● **Objective**
Set down each record exactly as written.

● **Provided entries**

• • •

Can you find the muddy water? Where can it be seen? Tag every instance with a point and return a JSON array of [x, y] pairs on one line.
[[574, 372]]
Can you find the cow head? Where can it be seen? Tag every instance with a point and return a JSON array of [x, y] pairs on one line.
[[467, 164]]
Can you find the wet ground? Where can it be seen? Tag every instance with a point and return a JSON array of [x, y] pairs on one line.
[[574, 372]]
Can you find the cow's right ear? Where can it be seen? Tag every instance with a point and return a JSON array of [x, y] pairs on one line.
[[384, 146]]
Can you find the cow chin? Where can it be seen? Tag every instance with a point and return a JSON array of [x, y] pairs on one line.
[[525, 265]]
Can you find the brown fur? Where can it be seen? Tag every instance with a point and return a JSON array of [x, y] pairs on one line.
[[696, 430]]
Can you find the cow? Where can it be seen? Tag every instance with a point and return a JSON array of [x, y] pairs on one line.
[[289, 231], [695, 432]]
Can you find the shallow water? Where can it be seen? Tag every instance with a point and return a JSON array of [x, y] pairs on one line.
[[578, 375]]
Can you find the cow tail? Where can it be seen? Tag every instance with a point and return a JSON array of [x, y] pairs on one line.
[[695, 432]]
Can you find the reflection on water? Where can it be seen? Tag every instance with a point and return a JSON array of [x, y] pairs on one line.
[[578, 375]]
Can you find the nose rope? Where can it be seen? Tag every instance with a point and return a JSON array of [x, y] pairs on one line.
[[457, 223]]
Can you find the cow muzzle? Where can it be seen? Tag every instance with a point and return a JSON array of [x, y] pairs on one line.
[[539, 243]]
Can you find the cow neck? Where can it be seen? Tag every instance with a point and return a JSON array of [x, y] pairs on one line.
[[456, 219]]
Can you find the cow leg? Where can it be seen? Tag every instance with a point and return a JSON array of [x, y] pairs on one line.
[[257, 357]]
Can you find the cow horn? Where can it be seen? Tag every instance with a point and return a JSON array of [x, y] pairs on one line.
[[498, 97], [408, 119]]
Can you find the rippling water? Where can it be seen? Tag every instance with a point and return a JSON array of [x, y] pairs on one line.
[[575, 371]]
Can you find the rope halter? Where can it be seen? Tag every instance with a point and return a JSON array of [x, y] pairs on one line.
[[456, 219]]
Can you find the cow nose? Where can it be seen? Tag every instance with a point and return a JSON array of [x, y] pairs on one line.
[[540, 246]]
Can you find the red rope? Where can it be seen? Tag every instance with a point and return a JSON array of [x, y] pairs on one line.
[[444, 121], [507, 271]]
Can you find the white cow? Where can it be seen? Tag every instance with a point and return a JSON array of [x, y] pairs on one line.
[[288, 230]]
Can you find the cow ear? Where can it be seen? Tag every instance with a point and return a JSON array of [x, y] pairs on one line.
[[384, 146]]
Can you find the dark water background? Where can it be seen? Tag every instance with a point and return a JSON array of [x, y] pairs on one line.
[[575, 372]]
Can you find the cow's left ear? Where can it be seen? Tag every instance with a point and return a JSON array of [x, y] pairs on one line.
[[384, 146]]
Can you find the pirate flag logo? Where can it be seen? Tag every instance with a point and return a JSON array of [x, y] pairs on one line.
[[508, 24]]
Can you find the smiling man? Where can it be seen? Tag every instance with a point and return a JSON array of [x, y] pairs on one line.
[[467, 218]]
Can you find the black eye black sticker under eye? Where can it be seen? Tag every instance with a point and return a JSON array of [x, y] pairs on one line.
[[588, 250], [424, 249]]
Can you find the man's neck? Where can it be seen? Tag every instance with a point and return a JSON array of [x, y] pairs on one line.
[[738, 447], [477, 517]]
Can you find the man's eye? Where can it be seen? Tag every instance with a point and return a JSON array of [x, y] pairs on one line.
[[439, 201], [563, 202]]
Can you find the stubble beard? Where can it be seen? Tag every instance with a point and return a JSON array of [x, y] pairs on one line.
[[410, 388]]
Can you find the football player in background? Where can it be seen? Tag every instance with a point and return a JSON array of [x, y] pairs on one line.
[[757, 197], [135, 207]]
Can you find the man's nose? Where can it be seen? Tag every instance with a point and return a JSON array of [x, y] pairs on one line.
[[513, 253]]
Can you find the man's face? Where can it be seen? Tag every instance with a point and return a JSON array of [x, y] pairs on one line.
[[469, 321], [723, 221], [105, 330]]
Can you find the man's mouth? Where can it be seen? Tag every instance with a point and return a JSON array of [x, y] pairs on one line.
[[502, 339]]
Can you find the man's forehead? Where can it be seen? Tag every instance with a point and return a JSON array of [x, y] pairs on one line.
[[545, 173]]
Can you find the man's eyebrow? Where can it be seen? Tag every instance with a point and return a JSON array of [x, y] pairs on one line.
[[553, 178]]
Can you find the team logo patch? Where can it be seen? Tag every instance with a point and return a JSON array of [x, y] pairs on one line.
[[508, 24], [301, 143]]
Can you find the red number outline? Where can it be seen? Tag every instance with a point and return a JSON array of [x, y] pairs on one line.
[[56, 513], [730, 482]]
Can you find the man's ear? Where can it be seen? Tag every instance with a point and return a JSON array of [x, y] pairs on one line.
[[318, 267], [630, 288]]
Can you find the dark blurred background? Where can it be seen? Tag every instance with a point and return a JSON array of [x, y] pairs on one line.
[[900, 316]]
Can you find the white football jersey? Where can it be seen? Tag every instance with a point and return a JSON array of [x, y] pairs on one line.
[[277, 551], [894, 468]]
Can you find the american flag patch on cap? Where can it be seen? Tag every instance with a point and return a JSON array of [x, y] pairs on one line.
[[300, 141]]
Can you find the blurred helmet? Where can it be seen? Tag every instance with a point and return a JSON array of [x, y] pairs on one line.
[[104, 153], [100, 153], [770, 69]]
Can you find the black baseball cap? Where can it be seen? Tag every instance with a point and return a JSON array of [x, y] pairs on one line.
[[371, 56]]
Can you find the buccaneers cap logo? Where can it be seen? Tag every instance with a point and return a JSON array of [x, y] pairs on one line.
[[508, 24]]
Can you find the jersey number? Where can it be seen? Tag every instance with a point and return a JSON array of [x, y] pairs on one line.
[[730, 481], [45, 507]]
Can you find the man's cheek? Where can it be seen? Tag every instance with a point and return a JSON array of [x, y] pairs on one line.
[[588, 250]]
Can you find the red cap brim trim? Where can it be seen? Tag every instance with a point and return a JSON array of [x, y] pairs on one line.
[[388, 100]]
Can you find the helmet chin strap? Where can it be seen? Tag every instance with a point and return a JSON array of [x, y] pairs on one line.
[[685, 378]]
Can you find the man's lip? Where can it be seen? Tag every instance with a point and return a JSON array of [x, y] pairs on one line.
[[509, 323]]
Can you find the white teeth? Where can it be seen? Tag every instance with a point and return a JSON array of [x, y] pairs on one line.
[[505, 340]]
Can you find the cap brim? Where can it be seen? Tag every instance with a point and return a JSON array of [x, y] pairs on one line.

• • •

● **Finished answer**
Can you find the muddy water? Where can it be seen? Tag every instance with a point and return a JSON array of [x, y] pairs on one line.
[[574, 372]]
Can you find the cow head? Where can it be seen? Tag every instance with a point and return a JSON array of [x, y] pairs on one line.
[[467, 164]]
Can you find the wet ground? Where can it be seen? Tag every instance with a point and return a JSON array of [x, y] pairs on one line.
[[574, 372]]
Can you find the cow's right ear? Where can it be seen? Tag every instance with a point and return a JSON array of [x, y] pairs on one line.
[[384, 146]]
Can you find the cow chin? Where can it be seen? Tag every instance with a point and return a JSON array of [x, y] pairs on one line.
[[525, 265]]
Can you find the brown fur? Where can it be seen? Tag every instance with a point and return a JSON array of [x, y] pairs on one line.
[[696, 430]]
Can you find the cow? Where can it be seen? Tag every instance with a point and return a JSON array of [x, y] pairs on one line.
[[289, 231], [695, 432]]
Can you find the shallow water? Where can it be seen? Tag every instance with a point and return a JSON array of [x, y] pairs on one line.
[[578, 375]]
Can you find the cow tail? Where can it be seen? Tag every instance with a point and return a JSON array of [x, y] pairs on one line.
[[695, 432]]
Can you find the reflection on water? Where can it be seen? Tag every instance with a point and return a JSON array of [x, y] pairs on one line.
[[578, 375]]
Can you find the nose rope? Where can it be seen? Tag every instance with a point and return a JSON array of [x, y] pairs on one line.
[[457, 223]]
Can you find the cow muzzle? Where can it be seen? Tag every instance with a point and return a JSON array of [x, y] pairs on one line.
[[539, 243]]
Can you find the cow neck? Where can it be seen? Tag every instance with a point and return a JSON array of [x, y] pairs on one line.
[[456, 219]]
Can you find the cow leg? Where can it be seen? Tag every instance with a point and return a JSON array of [x, y] pairs on one line.
[[257, 357]]
Can you find the cow horn? Where can it be seen? Tag every instance with a point and return a JSON array of [x, y] pairs on one line.
[[498, 97], [408, 119]]
Can you find the rippling water? Where can it be seen? Tag every instance with a point and return a JSON array of [x, y] pairs on one line.
[[575, 371]]
Can you find the rope halter? Where can it be seen? Tag every instance with a point and return a JSON array of [x, y] pairs on one line.
[[456, 219]]
Can you find the cow nose? Where can it be seen? Tag every instance with a point and return a JSON array of [x, y] pairs on one line.
[[540, 246]]
Can you find the red rope? Where can it be seen? Tag every instance with a point and return a JSON array of [x, y] pairs on one line.
[[444, 121], [507, 271]]
Can you find the white cow? Where can it be seen? Tag every instance with a point and return a JSON array of [x, y] pairs on one line.
[[288, 230]]
Can you find the cow ear? Where can it be seen? Tag every instance with a point and return a JSON array of [x, y] pairs on one line.
[[384, 146]]
Can you find the dark water background? Where can it be seen? Tag every instance with a point and return a JSON array of [x, y] pairs on one line.
[[575, 372]]
Can you find the cow's left ear? Where can it be seen? Tag every instance with a point and return a JSON array of [x, y] pairs on one line.
[[384, 146]]
Can you find the pirate flag logo? Where can it be seen? Tag every instance with a point and return a JSON array of [x, y] pairs on one line.
[[508, 24]]
Can you find the smiling man? Where can it be seen? Tag every instance with a point and return a JSON array of [x, y] pairs on one line.
[[467, 218]]
Can you find the black eye black sticker under eye? Where can it be seen? Tag every instance with a point and return a JSON array of [x, y] pairs on one line.
[[588, 250], [424, 249]]
Can you find the man's neck? Where can it be seen? Tag every instance with a point and return a JSON array of [x, y] pairs on one line.
[[738, 447], [477, 517]]
Can you find the man's eye? Where can it be seen? Tag every instance with a point and return a JSON array of [x, y] pairs on one line.
[[439, 201], [563, 202]]
Can you find the stubble beard? Where can it be seen? Tag every instance with a point and return a JSON array of [x, y] pairs on one line.
[[410, 388]]
Can you find the football player in background? Where can it be seen? Tag every instance with a point and return a JSON array of [x, y] pairs on one line.
[[757, 197], [135, 207]]
Can you find the man's nose? Where can it be seen? Tag every instance with a point and return a JSON array of [x, y] pairs on one line.
[[513, 253]]
Can you find the man's face? Where can it be seen? Tag every instance with a point and return a JSON array of [x, y] pairs on one line.
[[469, 321], [723, 221], [105, 330]]
Can you find the man's mouth? Where can it be seen? Tag every instance with a point and return a JSON array of [x, y] pairs on one line.
[[502, 339]]
Can you find the man's forehead? Where can it be seen? Tag every instance with a point and return a JSON array of [x, y] pairs on one line.
[[545, 173]]
Can you find the man's eyebrow? Where can it be seen? Tag every instance with a point and return a JSON array of [x, y] pairs on one line.
[[553, 178]]
Can you find the team logo patch? Where can it be seen? Tag every instance with a point and return a JSON array of [x, y] pairs on one line.
[[508, 24], [301, 143]]
Can you find the red number outline? Where can it be seen? Tag every instance with a point and return a JSON array of [x, y] pairs on one line.
[[56, 513], [730, 482]]
Can you find the man's ear? Where can it be seen? Tag every instance with a point and return a JSON array of [x, y] pairs on one line.
[[318, 267], [630, 288]]
Can you find the dark blurred background? Where can it be seen? Tag every instance with a point and return a JSON array of [x, y] pairs on one line.
[[900, 316]]
Can you find the white football jersey? Where can it be seen? Tag every instance with a point and return a JSON array of [x, y] pairs on one line.
[[277, 551], [894, 468]]
Can you find the american flag patch on cap? Where can it be seen? Tag every instance with a point and return a JSON array of [x, y] pairs on one line.
[[300, 141]]
Can you find the blurred helmet? Where can it be seen? Tag every instance with a point and return a JSON array of [x, y] pairs on one line.
[[104, 153], [100, 153], [770, 69]]
Can you find the black baseball cap? Where can it be seen? Tag every instance with a point and return a JSON array of [x, y] pairs on one line.
[[371, 56]]
Can you find the buccaneers cap logo? Where can it be seen? Tag every instance with a point and return a JSON array of [x, y] pairs on one line.
[[508, 24]]
Can you find the jersey number? Where can it be seen? Tag every instance with a point and return a JSON array of [x, y] pairs on one line.
[[730, 481], [45, 507]]
Can you find the man's cheek? Where can it be seen? Tag every instance with a point and return a JSON array of [x, y] pairs on one line.
[[588, 250]]
Can you find the red cap brim trim? Where can it be seen? Tag every instance with a point and return a JSON array of [x, y] pairs on one line.
[[388, 100]]
Can you find the helmet chin strap? Where can it be seen? Tag every instance with a point and return a JSON array of [x, y] pairs on one line.
[[685, 378]]
Can you find the man's lip? Where can it be seen? Tag every instance with a point and return a JSON array of [x, y] pairs on one line.
[[509, 323]]
Can you find the white teeth? Where can it be seen? Tag every instance with a point and return a JSON array of [x, y] pairs on one line.
[[505, 340]]
Can you find the cap brim? Where can it be seen? Tag every instance with a point and return a JSON array of [x, y] pairs on one line.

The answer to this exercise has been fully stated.